Region pointing data:

★ ★ ★

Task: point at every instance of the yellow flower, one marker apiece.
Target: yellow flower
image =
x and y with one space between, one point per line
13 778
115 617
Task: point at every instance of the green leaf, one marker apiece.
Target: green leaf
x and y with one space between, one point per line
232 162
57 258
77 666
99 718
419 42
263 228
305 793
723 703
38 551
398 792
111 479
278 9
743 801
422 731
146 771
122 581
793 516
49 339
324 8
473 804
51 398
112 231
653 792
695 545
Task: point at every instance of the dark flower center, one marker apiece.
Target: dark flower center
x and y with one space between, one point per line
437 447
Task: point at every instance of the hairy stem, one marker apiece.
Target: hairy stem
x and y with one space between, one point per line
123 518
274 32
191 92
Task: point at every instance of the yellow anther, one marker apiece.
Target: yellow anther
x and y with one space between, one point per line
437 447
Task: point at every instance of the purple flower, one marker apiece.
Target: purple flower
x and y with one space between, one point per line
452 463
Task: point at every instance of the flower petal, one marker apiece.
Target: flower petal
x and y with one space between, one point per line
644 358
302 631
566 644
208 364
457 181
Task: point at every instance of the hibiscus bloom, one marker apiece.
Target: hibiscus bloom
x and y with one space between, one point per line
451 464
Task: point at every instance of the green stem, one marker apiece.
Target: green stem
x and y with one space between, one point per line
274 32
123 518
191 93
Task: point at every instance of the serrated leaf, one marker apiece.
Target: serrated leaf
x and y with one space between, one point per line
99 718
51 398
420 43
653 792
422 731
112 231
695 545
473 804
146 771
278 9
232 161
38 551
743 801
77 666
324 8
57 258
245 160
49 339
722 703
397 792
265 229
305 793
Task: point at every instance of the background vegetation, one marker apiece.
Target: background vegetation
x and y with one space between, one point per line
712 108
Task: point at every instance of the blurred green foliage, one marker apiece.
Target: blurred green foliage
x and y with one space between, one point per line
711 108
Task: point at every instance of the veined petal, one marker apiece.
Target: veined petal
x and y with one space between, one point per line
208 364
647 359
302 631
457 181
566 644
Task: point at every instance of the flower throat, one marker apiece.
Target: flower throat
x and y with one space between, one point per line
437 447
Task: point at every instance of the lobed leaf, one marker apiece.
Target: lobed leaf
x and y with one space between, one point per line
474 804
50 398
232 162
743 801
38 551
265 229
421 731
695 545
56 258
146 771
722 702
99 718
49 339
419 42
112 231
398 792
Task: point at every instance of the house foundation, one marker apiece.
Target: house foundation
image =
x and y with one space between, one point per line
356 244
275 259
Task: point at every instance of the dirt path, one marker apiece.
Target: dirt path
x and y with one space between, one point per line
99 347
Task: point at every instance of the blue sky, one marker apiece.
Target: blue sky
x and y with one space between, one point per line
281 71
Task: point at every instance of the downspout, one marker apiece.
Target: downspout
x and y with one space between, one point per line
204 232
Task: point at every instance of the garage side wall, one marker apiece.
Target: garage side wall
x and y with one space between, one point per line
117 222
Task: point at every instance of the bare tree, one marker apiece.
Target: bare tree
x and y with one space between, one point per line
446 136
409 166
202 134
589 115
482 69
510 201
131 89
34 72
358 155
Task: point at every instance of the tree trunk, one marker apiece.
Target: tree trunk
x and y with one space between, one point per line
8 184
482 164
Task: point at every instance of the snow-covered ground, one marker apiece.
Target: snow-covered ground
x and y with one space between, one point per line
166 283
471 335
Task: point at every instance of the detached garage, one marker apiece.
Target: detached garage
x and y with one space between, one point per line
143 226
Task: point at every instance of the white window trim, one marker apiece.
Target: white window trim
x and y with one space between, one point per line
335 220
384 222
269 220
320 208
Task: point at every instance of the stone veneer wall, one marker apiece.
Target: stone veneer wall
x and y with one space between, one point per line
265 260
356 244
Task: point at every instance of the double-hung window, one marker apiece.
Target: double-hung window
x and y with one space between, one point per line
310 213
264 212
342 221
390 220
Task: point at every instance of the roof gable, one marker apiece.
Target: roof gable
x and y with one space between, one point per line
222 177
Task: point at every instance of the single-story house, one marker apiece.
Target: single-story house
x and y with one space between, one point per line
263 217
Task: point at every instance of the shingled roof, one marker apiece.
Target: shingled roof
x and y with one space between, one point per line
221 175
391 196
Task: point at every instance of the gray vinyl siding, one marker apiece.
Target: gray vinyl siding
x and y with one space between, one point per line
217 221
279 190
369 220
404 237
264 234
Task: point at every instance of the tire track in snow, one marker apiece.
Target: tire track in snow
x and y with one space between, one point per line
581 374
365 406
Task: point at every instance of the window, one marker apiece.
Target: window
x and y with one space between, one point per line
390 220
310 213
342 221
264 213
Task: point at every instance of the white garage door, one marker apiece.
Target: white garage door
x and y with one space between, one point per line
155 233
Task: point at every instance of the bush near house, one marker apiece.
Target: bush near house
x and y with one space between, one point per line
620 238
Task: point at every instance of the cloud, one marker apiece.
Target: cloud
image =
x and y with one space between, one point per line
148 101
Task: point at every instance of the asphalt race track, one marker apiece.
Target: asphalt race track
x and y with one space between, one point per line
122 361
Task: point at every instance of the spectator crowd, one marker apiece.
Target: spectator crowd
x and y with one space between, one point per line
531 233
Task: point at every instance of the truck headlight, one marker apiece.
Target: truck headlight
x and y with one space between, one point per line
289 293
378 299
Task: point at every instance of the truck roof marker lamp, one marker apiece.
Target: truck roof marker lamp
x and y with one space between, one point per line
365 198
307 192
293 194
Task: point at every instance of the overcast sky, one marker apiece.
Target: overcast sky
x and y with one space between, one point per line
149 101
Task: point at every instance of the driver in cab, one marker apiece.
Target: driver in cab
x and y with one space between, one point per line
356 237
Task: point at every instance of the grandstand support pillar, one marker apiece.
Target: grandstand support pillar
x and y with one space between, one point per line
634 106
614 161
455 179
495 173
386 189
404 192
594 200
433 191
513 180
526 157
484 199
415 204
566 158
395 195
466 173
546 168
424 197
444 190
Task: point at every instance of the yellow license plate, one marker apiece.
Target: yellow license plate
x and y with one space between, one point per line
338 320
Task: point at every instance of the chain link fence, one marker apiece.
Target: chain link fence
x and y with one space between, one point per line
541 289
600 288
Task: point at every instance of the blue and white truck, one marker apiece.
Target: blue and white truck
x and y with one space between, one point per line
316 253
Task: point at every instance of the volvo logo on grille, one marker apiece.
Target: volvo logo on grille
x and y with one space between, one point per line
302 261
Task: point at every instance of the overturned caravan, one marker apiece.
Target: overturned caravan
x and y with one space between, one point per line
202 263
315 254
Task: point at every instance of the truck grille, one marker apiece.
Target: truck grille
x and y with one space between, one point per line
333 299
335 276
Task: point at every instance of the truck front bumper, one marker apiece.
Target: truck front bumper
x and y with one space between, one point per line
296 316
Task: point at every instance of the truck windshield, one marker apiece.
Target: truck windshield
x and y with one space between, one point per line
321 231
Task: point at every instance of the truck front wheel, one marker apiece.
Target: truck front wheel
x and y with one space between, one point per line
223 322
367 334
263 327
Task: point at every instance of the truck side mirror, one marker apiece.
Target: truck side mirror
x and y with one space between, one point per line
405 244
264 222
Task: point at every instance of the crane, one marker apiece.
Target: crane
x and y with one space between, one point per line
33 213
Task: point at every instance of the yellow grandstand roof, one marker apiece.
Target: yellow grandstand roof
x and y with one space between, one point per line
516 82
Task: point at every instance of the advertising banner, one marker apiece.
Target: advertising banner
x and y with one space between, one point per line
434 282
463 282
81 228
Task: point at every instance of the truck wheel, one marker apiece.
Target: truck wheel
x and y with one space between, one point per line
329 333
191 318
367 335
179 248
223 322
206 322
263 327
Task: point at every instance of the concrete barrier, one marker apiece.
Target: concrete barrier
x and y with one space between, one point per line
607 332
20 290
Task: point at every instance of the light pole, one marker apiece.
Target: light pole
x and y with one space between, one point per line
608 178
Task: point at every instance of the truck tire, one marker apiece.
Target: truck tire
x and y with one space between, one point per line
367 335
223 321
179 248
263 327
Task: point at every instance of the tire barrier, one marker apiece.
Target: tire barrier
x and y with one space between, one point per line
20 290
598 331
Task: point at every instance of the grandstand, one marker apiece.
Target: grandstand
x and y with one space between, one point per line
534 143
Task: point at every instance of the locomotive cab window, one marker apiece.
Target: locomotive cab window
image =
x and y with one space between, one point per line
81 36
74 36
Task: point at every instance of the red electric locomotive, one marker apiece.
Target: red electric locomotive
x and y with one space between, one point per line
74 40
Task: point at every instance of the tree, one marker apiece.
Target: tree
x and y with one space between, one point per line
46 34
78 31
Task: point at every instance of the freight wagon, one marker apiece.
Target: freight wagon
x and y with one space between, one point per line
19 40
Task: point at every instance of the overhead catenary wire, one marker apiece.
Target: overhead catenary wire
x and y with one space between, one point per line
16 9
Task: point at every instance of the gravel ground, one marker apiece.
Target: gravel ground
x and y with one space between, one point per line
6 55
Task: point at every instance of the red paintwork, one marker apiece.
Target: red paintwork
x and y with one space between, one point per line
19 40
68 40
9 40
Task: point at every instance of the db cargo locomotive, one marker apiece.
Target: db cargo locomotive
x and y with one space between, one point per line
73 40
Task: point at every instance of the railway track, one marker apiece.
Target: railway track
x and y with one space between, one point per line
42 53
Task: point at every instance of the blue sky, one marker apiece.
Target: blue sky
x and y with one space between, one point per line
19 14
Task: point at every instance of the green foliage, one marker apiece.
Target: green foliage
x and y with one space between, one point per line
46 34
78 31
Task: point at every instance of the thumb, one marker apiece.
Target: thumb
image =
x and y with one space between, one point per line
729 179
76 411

★ ★ ★

* **Task objective**:
The response should consist of the number of lines in the data that hold the word "vegetation", with nothing added.

* **Exercise result**:
2